Work to be completed:
Look through the lines below and extract each one that contains "stone".

(Saved entries)
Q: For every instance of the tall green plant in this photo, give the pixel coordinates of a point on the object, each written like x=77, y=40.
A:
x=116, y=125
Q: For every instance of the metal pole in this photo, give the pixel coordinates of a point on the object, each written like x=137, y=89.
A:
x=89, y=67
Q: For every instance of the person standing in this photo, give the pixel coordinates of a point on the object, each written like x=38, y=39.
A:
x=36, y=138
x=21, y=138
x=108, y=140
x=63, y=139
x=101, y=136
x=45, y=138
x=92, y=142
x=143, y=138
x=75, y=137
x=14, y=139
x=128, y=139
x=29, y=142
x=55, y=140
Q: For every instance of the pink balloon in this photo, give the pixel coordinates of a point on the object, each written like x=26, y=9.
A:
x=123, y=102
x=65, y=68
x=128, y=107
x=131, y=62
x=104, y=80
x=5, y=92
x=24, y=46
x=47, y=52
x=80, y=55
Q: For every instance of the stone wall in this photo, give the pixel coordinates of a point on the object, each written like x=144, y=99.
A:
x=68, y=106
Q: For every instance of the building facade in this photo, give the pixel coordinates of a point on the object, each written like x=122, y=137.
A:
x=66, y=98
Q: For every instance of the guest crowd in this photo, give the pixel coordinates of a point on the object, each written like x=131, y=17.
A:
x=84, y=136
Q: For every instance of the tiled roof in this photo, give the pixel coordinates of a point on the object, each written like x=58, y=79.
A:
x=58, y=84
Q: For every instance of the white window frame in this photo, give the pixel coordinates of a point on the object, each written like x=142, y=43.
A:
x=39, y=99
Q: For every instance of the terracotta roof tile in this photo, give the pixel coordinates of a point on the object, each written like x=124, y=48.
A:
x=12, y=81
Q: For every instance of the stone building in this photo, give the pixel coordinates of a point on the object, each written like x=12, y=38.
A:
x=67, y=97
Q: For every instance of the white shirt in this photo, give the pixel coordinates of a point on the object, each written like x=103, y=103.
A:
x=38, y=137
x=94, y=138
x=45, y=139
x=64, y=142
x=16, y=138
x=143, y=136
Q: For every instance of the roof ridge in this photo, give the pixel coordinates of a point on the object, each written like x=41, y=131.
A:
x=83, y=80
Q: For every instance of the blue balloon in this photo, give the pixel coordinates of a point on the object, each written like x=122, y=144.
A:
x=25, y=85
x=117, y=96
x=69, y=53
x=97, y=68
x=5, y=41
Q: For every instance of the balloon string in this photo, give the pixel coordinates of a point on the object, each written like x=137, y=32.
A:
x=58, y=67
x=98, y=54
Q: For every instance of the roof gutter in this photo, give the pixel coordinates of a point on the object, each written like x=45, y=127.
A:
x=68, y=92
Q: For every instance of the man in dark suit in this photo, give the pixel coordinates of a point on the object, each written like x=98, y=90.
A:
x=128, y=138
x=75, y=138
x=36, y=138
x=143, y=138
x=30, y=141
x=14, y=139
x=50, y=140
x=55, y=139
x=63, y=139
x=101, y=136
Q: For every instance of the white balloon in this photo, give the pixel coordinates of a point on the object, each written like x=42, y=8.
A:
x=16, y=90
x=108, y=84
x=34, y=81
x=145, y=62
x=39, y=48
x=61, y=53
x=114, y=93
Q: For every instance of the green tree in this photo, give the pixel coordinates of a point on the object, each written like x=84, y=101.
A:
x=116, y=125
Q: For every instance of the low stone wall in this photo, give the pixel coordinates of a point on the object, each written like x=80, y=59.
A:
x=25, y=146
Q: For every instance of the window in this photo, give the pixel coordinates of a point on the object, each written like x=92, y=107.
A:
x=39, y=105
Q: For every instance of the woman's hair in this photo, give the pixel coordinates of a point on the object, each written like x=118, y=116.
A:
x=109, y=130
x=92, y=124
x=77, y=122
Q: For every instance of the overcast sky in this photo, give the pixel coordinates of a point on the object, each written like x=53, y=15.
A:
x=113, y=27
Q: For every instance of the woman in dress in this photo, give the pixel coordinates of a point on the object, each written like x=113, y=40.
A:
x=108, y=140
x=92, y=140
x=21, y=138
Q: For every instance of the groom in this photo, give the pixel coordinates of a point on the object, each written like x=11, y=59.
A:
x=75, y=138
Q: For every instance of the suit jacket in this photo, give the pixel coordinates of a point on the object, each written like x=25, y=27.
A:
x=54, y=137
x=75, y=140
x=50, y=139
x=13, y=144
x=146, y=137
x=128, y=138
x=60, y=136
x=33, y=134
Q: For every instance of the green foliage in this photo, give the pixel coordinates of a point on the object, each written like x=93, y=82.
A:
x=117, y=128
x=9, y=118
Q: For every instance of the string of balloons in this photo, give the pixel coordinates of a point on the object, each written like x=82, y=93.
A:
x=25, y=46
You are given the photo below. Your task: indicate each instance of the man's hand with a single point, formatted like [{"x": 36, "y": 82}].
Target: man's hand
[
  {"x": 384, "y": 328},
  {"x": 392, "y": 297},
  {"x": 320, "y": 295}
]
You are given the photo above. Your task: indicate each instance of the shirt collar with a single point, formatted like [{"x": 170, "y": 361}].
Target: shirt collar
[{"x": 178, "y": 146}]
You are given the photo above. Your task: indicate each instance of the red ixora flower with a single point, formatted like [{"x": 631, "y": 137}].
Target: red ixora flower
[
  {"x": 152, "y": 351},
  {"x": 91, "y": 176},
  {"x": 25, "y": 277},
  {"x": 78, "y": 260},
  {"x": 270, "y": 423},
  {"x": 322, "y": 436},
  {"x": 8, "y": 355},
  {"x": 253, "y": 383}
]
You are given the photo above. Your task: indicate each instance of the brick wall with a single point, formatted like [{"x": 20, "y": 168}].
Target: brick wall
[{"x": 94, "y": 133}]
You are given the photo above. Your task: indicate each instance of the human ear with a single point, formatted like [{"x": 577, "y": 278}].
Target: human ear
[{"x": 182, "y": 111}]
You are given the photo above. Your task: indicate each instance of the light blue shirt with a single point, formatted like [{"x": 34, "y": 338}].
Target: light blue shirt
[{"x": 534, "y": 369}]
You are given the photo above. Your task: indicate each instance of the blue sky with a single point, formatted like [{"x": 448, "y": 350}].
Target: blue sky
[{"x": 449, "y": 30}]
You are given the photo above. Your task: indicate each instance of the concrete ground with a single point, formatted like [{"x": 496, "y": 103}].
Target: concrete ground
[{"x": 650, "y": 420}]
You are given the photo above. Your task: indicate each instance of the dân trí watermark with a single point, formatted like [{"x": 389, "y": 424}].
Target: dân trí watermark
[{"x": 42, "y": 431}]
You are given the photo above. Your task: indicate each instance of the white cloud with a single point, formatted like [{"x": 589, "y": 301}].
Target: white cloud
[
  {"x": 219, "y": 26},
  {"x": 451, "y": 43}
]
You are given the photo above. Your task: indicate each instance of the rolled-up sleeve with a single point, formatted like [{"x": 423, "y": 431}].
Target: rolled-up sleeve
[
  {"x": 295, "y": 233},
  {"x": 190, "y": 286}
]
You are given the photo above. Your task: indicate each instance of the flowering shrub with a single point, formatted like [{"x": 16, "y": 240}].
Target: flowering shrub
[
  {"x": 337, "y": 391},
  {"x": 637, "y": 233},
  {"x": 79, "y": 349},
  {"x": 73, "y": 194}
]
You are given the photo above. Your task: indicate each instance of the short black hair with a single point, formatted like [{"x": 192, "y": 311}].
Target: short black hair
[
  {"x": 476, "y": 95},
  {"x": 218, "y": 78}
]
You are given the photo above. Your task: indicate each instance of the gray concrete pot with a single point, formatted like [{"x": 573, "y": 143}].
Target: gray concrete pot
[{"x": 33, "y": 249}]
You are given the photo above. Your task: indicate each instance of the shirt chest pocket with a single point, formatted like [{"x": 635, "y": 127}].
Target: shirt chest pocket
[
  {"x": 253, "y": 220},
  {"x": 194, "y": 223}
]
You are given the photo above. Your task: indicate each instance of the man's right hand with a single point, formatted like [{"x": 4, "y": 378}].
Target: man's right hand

Exercise answer:
Q: For every instance of the stone wall in this photo, give the pixel coordinates of a point on the object, each written like x=144, y=99.
Q: For every instance of the stone building in this photo, give the pixel coordinates of a point on the object, each written like x=12, y=38.
Q: For every instance of the low stone wall in this photo, give the pixel coordinates of a point on the object, each written like x=80, y=59.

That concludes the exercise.